Bauern setzen mehr auf Fleischproduktion
Das 69. Bäregg-Forum am Inforama Emmental vermittelte einen aktuellen Überblick bezüglich der Fleischproduktion aus Grasland. Zu Wort kamen zwei Praktiker, ein Berater und der Direktor von Proviande, der Branchenorganisation der Schweizer Fleischwirtschaft. Das Patronat oblag dem Ehemaligenverein Schwand-Bäregg.
Bärau · Saftig grüne Matten gehören zum Emmental und generell zur Kulturlandschaft des Kantons Bern. Viele Flächen können gar nicht anders genutzt werden; das Emmental ist ein typisches Grasland. Die Menschen können dieses Grün nur dank der Mikroben im Verdauungstrakt verschiedener Raufutterverzehrer nutzen. Gut ein Drittel der landwirtschaftlich genutzten Flächen in der Schweiz sind Naturwiesen, ein weiteres Drittel Alpweiden.

Datenauszüge:
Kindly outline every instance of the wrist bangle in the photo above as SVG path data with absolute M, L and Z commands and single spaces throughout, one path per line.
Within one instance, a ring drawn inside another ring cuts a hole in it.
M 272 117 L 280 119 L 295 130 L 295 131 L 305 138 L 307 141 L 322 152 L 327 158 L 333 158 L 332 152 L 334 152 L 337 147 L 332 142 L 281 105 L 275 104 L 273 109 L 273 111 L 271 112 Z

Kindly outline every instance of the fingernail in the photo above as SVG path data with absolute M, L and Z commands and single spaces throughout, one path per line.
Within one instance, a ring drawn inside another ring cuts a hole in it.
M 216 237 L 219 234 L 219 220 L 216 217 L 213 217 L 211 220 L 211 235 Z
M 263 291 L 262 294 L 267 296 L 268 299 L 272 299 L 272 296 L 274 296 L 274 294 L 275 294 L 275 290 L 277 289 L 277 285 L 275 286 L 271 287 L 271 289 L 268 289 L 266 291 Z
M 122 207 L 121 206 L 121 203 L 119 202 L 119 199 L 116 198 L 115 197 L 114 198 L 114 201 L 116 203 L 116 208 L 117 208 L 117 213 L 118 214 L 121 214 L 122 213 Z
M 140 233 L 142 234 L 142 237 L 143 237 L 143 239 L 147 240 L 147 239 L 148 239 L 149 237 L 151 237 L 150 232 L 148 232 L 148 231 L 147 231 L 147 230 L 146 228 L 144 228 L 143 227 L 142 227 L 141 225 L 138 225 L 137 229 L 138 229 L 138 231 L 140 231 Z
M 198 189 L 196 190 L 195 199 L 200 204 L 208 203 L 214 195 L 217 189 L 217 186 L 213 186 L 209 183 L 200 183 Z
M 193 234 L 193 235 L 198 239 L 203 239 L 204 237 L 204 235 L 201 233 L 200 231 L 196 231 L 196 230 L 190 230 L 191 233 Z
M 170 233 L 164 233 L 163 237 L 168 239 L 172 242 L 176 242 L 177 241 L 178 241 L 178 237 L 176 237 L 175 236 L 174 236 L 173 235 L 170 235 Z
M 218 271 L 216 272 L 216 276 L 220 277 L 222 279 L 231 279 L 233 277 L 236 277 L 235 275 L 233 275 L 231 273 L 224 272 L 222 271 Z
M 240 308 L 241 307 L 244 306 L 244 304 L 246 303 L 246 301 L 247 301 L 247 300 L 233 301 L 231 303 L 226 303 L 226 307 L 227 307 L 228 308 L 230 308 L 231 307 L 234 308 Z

Aufgaben:
1/ Wer hatte laut dem Artikel über die Fleischproduktion aus Grasland das Patronat des 69. Bäregg-Forums inne?
2/ Schreiben Sie den Artikel über die Fleischproduktion aus Grasland zwischen „Bauern setzen mehr“ und „dem Ehemaligenverein Schwand-Bäregg.“ einschließlich neu. Ersetzen Sie dabei „Praktiker“ durch „Landwirte“.
3/ Führen Sie den Artikel über die Fleischproduktion aus Grasland im Emmental im Anschluss an seinen letzten Satz weiter.

Antworten je Aufgabe:
1/ Der Ehemaligenverein Schwand-Bäregg.

2/
Bauern setzen mehr auf Fleischproduktion
Das 69. Bäregg-Forum am Inforama Emmental vermittelte einen aktuellen Überblick bezüglich der Fleischproduktion aus Grasland. Zu Wort kamen zwei Landwirte, ein Berater und der Direktor von Proviande, der Branchenorganisation der Schweizer Fleischwirtschaft. Das Patronat oblag dem Ehemaligenverein Schwand-Bäregg.

3/
Kulturlandschaft erhalten und pflegen bedeutet, dass das Gras sinnvoll genutzt wird. Tiere werden gefüttert, es wächst Fleisch heran. Dieses steht momentan jedoch im Brennpunkt verschiedener, teilweise heftiger Diskussionen und Kontroversen.
Stichworte wie: Klimakiller, vegane Ernährung, moralische Bedenken, Freihandelsabkommen, Fleisch-Labelsalat oder mangelnde Rentabilität sorgen bei den Bauern zunehmend für Verunsicherung.
Fleisch als Hoffnungsträger
«Fleisch ist aber gleichzeitig auch Hoffnungsträger für viele Bauernfamilien auf der Suche nach neuen Produktionsmethoden zur Grasverwertung. Insbesondere kleine, mittlere und abgelegene Milchbetriebe versuchen mit der Fleischproduktion ihren Hof zu erhalten, die Arbeitsbelastung zu reduzieren oder den Verdienst zu verbessern», erklärte Betriebsberater Hans Neuenschwander am diesjährigen Bäregg-Forum am Inforama Emmental. Als besondere Herausforderungen bezeichnete er die baulichen Investitionen, die Wahl von Tierart und Rasse, die Fütterungs-Strategie sowie das Vermarktungs-Konzept.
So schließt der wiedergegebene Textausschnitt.